## PROBLEM STATEMENT
Render all of the records below as a two-column CSV with the header text,answer. Give one row per record, put its text and its full answer each in a single quoted field with line breaks changed to spaces, and leave out the pictures.

## SOURCE MATERIAL
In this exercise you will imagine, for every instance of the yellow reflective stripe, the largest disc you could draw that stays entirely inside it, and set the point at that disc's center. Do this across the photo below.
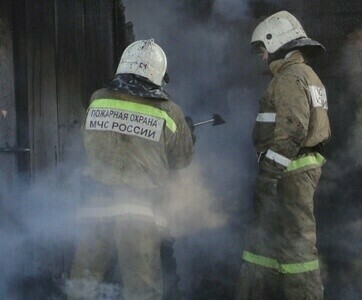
(261, 260)
(135, 107)
(306, 160)
(300, 267)
(281, 268)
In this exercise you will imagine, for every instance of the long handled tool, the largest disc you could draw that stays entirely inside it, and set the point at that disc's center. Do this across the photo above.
(216, 120)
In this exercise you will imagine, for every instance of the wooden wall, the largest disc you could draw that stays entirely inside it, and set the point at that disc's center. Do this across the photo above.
(8, 167)
(53, 56)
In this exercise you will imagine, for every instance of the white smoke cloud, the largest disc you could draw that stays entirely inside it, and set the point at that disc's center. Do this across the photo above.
(209, 73)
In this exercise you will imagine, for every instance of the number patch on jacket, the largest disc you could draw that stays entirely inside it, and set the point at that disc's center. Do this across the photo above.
(319, 96)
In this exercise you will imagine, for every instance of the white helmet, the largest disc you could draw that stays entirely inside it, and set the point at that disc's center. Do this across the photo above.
(144, 58)
(278, 30)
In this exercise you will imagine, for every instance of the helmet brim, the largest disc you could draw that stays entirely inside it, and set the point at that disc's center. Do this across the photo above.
(309, 47)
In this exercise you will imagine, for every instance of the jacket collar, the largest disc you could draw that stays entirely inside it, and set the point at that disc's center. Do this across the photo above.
(279, 65)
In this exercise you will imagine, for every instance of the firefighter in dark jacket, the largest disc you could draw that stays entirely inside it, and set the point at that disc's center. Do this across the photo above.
(280, 255)
(133, 136)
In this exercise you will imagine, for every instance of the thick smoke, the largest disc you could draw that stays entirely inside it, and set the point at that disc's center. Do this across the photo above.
(208, 62)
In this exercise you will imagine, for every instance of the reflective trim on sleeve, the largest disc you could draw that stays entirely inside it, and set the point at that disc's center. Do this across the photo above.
(281, 268)
(266, 117)
(137, 108)
(306, 160)
(280, 159)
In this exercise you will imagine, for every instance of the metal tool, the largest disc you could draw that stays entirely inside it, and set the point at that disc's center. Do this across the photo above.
(216, 120)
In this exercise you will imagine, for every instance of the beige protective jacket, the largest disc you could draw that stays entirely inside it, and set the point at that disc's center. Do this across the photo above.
(134, 141)
(293, 111)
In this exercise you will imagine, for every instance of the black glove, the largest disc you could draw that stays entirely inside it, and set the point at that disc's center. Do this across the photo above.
(267, 179)
(190, 124)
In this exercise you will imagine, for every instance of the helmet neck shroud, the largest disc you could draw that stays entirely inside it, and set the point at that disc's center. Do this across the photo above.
(307, 46)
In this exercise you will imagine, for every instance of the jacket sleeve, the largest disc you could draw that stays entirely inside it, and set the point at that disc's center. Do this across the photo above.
(291, 123)
(179, 145)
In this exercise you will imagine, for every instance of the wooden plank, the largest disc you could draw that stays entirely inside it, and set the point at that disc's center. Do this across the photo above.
(8, 169)
(99, 44)
(21, 85)
(70, 70)
(43, 118)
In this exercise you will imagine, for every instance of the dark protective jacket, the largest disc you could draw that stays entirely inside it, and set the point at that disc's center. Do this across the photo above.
(293, 112)
(134, 141)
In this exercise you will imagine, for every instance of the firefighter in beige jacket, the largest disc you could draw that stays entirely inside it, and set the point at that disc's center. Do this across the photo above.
(133, 136)
(280, 255)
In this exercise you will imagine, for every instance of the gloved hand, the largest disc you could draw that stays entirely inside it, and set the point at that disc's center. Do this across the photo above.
(190, 124)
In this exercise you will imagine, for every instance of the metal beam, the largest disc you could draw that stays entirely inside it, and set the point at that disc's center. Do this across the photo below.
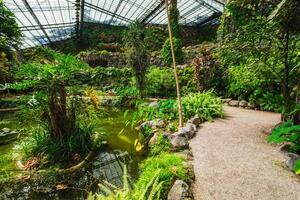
(115, 12)
(107, 12)
(153, 11)
(212, 17)
(36, 19)
(81, 18)
(204, 3)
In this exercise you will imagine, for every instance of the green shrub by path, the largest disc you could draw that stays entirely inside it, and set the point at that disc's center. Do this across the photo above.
(171, 166)
(206, 105)
(160, 82)
(287, 132)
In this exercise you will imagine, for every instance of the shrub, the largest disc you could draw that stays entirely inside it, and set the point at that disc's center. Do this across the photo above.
(166, 53)
(242, 82)
(162, 145)
(287, 132)
(208, 72)
(161, 83)
(206, 105)
(171, 166)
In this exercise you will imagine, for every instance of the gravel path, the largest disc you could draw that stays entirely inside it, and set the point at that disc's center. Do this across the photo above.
(232, 160)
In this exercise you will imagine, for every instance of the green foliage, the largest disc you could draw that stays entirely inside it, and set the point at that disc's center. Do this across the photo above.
(150, 192)
(206, 105)
(263, 47)
(287, 132)
(297, 167)
(174, 19)
(162, 145)
(10, 32)
(267, 100)
(166, 53)
(242, 82)
(160, 83)
(208, 72)
(171, 166)
(137, 53)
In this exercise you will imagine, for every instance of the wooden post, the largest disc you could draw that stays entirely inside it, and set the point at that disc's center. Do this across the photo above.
(174, 66)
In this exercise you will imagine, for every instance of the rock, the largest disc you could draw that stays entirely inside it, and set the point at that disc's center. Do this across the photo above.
(153, 139)
(188, 131)
(290, 162)
(234, 103)
(195, 120)
(159, 123)
(179, 142)
(180, 191)
(285, 147)
(5, 130)
(153, 104)
(243, 104)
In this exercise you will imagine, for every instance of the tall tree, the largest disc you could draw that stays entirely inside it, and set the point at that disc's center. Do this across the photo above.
(137, 53)
(174, 66)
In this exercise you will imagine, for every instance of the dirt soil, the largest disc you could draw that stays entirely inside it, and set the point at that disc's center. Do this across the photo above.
(233, 161)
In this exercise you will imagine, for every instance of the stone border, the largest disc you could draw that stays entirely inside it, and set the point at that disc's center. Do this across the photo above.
(180, 145)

## THE ANSWER
text,answer
"In this exercise you will imagine, for every instance of the yellow reflective stripe, the largest disc you could draw that stays entirely inside it, and set the point at that disc's center. Do this across the photo below.","(261, 260) (135, 107) (306, 160) (300, 267) (281, 268)"
"In this exercise you will imagine, for every instance of the long handled tool, the largest disc you could draw that stays entirely inside it, and set the point at that disc's center. Do this across the photo above.","(216, 120)"
"In this exercise you will imagine, for every instance of the wooden wall, the largest disc you could draw that stays entirely inside it, and set the point at that disc's center. Do this across the photo above.","(8, 167) (53, 56)"
"In this exercise you will imagine, for every instance of the white smoke cloud, the largest disc you could draw that stays entirely inside it, and set the point at that disc's center. Do this across the photo above.","(209, 73)"
"In this exercise you will imagine, for every instance of the number patch on jacket, the largest disc you could draw that stays entirely inside it, and set the point at that disc's center. Do this across the photo above.","(319, 96)"
"In this exercise you will imagine, for every instance of the white helmet, the largest disc you could draw that stays entirely inside it, and set the point at that disc's center. Do this across the photo above.","(144, 58) (278, 30)"
"In this exercise you will imagine, for every instance of the helmet brim, the largest disc you could draw that stays entirely inside it, and set the point at that disc's center. Do this across the photo above.","(309, 47)"
"In this exercise you will imagine, for every instance of the jacket collar, the largest disc you could draw that stays entirely inside it, and set the point at that disc's center. Do this across the photo above.","(279, 65)"
"In this exercise you will imagine, for every instance of the firefighter in dark jacket, the largest disc you could draw that stays entirely inside it, and set the point at that disc's center. Do this across the photo above.","(280, 255) (133, 136)"
"In this exercise you will imagine, for every instance of the thick smoke, the largest disc you could draw that stays entirely inside it, and set the point at that disc's center. Do this across the photo above.","(208, 62)"
"In this exercise you will imagine, for every instance of the reflective trim on sleeve, the largest disc you could draw that stays entirely inside it, and set the point at that disc's center. Do this across the photo above.","(281, 268) (266, 117) (137, 108) (306, 160) (280, 159)"
"In this exercise you will imagine, for every instance of the metal tool, the largest disc you could draw that stays entirely inside it, and set the point at that disc's center. Do this across the photo above.","(216, 120)"
"In this exercise you will imagine, for every instance of the beige protective jacket, the largest disc you could draw that stays entirely inside it, and set the point at that disc's center. Do this across the photo above.","(134, 141) (293, 111)"
"In this exercise you will imagine, for every instance of the black glove, the largest disc you could draw that stays entirely inside it, and set the point at that disc's center. Do this across the photo above.","(267, 179) (190, 124)"
"In this exercise you will imagine, for every instance of the helmet neck shroud, the largest disc you could draw that stays entirely inside it, and set the point at that disc's center. Do this across the photo above.","(307, 46)"
"In this exercise you will imagine, for every instance of the jacket sleeve, the largest disc you could draw that stays entirely inside it, and set the point at that disc's center. Do this across the photo above.","(291, 123) (179, 145)"
"In this exercise you will imagine, for every instance of the wooden plank, the largest disc you could draw that stays entirely inside it, and set the point at that disc's center. Do this across the photo above.","(8, 169) (99, 44) (21, 85) (70, 70) (43, 118)"
"In this exercise you will imagine, for every instance of the dark protective jacket, the largest disc you could draw that stays entirely inside it, and set the point at that disc's center. Do this across the photo above.","(293, 112) (134, 141)"
"In this exercise you will imagine, for every instance of the firefighter in beige jacket, the largest disc you could draw that stays entirely inside it, and set the point at that disc's center. Do this across the photo above.","(133, 136) (280, 255)"
"In this exercise you will imagine, for every instance of the gloved hand, the largest disc you could draw that stays entirely inside it, and set the point at that disc's center. Do this across the photo above.","(190, 124)"
"In this exercise you will imagine, for every instance of the metal beam, the largest disc you could draw that stays entirely inside it, and set the point at that disc's center. Do this across the photo below.","(115, 12) (107, 12) (153, 11) (212, 17) (36, 19) (81, 18) (204, 3)"
"In this exercise you will imagine, for every instance of the green shrub by path, the largest disc you could draw that stays entirely inside it, and set the point at that disc's center. Do this across the photo above.","(171, 166) (206, 105) (160, 82) (287, 132)"
"In this exercise you will imagine, for every instance of the shrub, the largest disc you could draw that stays entirely inside it, and set the point at that disc's center. Do this across the photo above.","(166, 53) (242, 82) (162, 145) (287, 132) (208, 72) (161, 83) (206, 105) (171, 166)"
"In this exercise you will imagine, for every instance of the gravel path, the largest disc you could draw that stays entirely inside it, and set the point at that disc's center. Do this across the photo above.","(232, 160)"
"In this exercise you will imagine, for every instance of the green foliage, the largest disc you could draw that stays entirely inside it, and set the point at that disc's center. Do this across the photo above.","(150, 192) (206, 105) (263, 47) (287, 132) (297, 167) (174, 19) (162, 145) (10, 32) (267, 100) (166, 53) (242, 82) (160, 83) (208, 72) (171, 166) (137, 53)"
"In this exercise you will imagine, for every instance of the wooden post, the largest disc you could draw that stays entirely inside it, and set the point at that disc's center. Do this across the photo above.","(174, 66)"
"In this exercise you will imagine, for every instance of the rock, the largest disc you could draw that stays entirely inside it, and set the point at that disc's center. Do this across the photo above.","(153, 139) (188, 131) (290, 162) (234, 103) (195, 120) (159, 123) (179, 142) (180, 191) (285, 147) (5, 130) (153, 104) (243, 104)"
"In this exercise you will imagine, for every instance of the tall tree, the largest disc you could draw that stays entirely inside it, and set the point at that disc's center. Do this across the photo above.","(137, 53) (174, 66)"
"In this exercise you will imagine, for every instance of the dirt soil, the largest disc you could draw that stays entirely inside it, and set the point at that disc's center. Do this across the photo above.","(233, 161)"
"In this exercise you will imagine, for every instance of the stone border, the largest disc you could draw that stays entirely inside it, and set the point at that disc's center. Do this across the photo above.","(180, 145)"